Input records:
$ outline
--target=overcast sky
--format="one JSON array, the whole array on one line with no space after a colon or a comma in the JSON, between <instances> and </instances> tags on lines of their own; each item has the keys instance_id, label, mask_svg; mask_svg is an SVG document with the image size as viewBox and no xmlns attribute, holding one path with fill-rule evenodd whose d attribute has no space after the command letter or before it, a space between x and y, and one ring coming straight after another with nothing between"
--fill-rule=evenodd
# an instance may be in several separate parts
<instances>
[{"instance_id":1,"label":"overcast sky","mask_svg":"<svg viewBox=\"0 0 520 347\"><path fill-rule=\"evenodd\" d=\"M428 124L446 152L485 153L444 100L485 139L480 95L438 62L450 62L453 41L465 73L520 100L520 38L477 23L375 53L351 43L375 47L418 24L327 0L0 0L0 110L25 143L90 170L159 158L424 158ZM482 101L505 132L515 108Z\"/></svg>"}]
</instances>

What you need to do: Please pick out every line of the records above that contains the word "parts", and copy each one in full. Case counts.

Result of this exercise:
# an instance may be in several separate parts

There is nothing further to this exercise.